*What you will do:*
Copy the data below word for word, beginning at the line that contains "Where can the white paper" and stopping after the line that contains "<point>1207,553</point>".

*Data lines:*
○ ○ ○ ○ ○

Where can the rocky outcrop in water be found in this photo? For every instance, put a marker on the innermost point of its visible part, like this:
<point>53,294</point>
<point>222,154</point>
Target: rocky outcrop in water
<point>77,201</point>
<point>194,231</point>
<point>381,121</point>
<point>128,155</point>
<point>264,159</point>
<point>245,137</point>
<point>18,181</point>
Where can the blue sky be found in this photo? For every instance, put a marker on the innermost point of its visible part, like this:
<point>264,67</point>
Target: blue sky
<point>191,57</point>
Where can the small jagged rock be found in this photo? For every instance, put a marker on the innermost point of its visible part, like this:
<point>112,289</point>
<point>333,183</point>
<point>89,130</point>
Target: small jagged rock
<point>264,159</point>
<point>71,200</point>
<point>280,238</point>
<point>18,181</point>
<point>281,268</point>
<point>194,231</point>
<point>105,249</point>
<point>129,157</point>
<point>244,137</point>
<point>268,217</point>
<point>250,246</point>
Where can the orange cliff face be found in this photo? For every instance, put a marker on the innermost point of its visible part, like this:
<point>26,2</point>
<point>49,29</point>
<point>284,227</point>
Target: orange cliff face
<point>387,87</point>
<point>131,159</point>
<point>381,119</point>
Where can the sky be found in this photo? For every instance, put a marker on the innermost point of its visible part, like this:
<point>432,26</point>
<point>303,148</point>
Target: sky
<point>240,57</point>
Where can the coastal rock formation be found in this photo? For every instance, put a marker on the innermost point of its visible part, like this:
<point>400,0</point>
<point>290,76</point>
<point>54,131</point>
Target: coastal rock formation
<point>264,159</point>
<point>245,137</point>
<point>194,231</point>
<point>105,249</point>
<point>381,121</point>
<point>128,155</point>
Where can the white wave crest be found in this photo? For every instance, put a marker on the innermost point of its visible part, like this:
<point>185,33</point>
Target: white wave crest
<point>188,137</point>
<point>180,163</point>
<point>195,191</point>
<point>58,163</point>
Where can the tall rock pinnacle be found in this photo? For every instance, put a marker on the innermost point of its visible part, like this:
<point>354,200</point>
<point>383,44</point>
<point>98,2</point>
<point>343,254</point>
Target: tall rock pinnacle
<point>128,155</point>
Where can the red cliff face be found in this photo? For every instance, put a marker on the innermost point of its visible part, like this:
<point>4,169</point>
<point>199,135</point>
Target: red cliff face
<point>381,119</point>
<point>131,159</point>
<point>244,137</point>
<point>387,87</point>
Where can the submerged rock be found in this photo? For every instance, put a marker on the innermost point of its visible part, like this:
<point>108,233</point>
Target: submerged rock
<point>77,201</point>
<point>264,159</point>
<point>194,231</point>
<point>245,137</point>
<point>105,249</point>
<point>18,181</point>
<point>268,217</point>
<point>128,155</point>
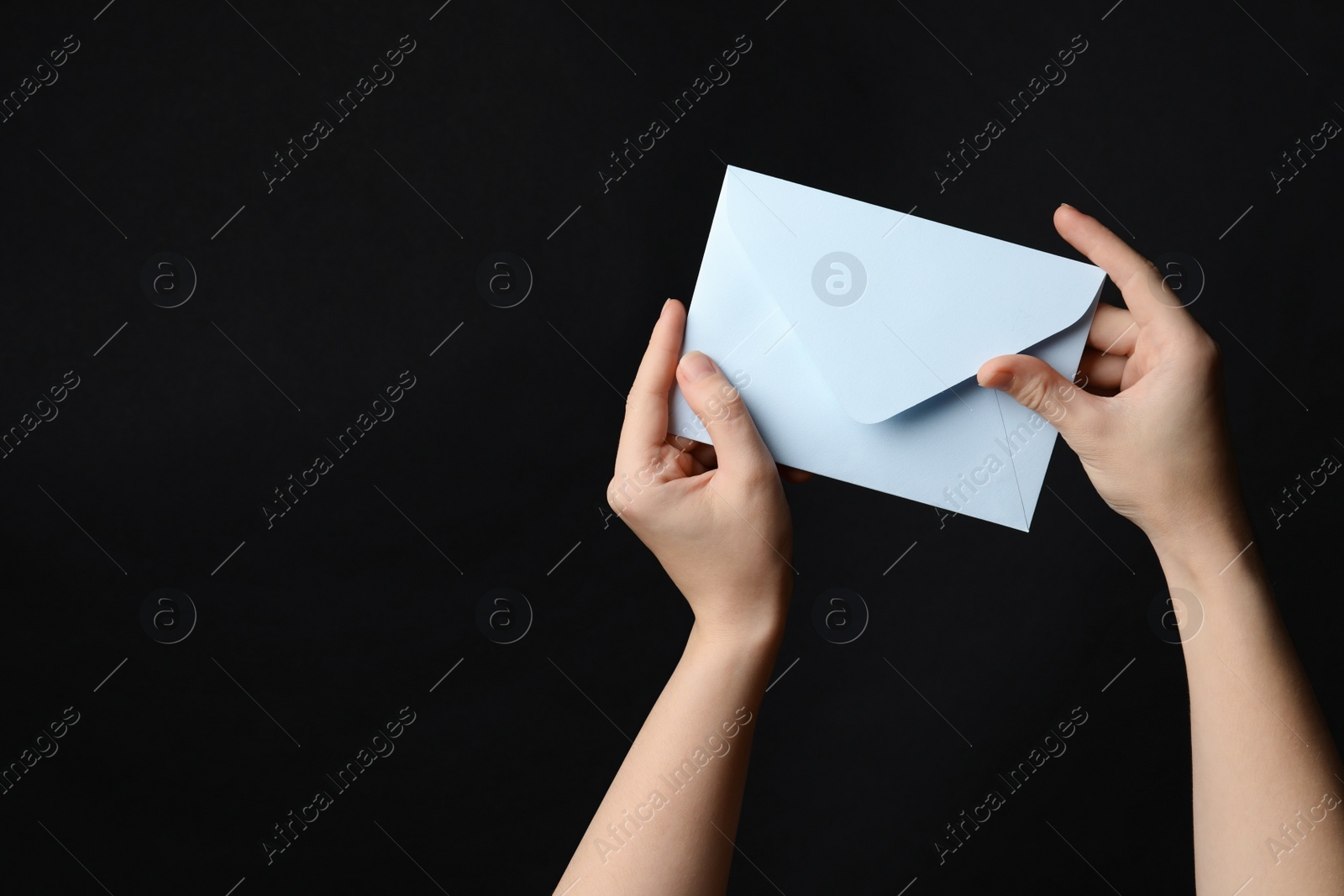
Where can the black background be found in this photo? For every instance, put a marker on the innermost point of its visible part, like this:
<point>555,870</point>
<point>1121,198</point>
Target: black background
<point>356,602</point>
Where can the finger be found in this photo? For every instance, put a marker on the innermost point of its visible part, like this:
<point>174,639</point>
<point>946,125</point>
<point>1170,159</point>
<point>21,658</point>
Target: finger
<point>1039,387</point>
<point>702,452</point>
<point>718,403</point>
<point>647,406</point>
<point>1100,371</point>
<point>1146,291</point>
<point>1113,331</point>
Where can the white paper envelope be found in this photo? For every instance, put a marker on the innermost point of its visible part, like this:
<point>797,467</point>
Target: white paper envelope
<point>853,333</point>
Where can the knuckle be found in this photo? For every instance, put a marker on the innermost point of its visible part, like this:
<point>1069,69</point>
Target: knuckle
<point>1034,392</point>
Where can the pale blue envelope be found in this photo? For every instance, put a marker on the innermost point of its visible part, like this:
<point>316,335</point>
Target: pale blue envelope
<point>853,333</point>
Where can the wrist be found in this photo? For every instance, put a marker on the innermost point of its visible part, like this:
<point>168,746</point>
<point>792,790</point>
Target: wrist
<point>1207,553</point>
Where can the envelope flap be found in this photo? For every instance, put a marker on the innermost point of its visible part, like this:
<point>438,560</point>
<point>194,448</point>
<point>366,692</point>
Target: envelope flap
<point>891,308</point>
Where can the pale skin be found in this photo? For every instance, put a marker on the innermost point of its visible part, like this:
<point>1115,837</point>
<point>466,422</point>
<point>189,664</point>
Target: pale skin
<point>1152,436</point>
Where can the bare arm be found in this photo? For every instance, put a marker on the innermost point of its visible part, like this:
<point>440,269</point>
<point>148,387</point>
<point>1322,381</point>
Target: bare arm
<point>717,519</point>
<point>1152,436</point>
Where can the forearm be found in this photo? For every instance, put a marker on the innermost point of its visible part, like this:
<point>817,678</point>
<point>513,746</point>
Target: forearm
<point>669,817</point>
<point>1267,774</point>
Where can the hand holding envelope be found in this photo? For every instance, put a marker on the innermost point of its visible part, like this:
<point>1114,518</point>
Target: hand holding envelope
<point>853,332</point>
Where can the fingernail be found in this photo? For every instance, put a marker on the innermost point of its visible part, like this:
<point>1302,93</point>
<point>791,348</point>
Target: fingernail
<point>696,365</point>
<point>999,380</point>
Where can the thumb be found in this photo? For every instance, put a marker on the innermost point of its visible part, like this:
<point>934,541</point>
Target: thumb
<point>718,403</point>
<point>1039,387</point>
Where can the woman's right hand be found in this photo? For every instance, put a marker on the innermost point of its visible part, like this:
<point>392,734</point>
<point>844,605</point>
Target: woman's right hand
<point>1152,427</point>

○ ○ ○ ○ ○

*Output below:*
Where can the white paper envelope be found in this photo? For every instance, put a marker on the innermost point of its visible part, like this:
<point>797,467</point>
Target: white paper envelope
<point>853,333</point>
Where can the knuckle be found in this photo? For every instance, put a marker on the innermost point of its visible part, like this:
<point>1069,69</point>
Target: knuckle
<point>1034,392</point>
Where can the pale blue envelope be found in this photo? For every instance, put a marker on the innermost point of its visible part, like this:
<point>316,335</point>
Target: pale blue envelope
<point>853,333</point>
Where can the wrist be found in this photo? For every instance, put a marker on the innermost point of its visible part, like this:
<point>168,746</point>
<point>792,790</point>
Target: wrist
<point>1207,553</point>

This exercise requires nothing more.